TASK TO COMPLETE: Reproduce each of the following records line for line, without changing anything, and omit the pictures.

EXERCISE INPUTS:
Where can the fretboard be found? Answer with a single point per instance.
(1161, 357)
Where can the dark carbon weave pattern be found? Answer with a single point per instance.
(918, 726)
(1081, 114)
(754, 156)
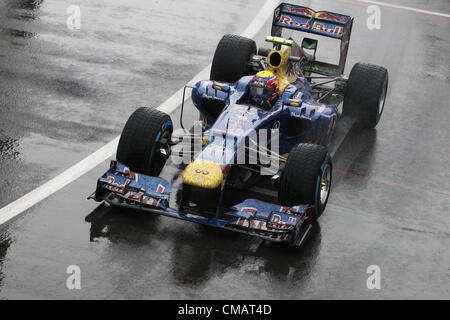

OUTPUT OF THE EXERCISE:
Where can the fretboard be found? Answer with a single point per instance.
(1161, 357)
Where can the dark carbon weave pattern be found? Answer with a single point per instance.
(918, 726)
(1081, 114)
(754, 156)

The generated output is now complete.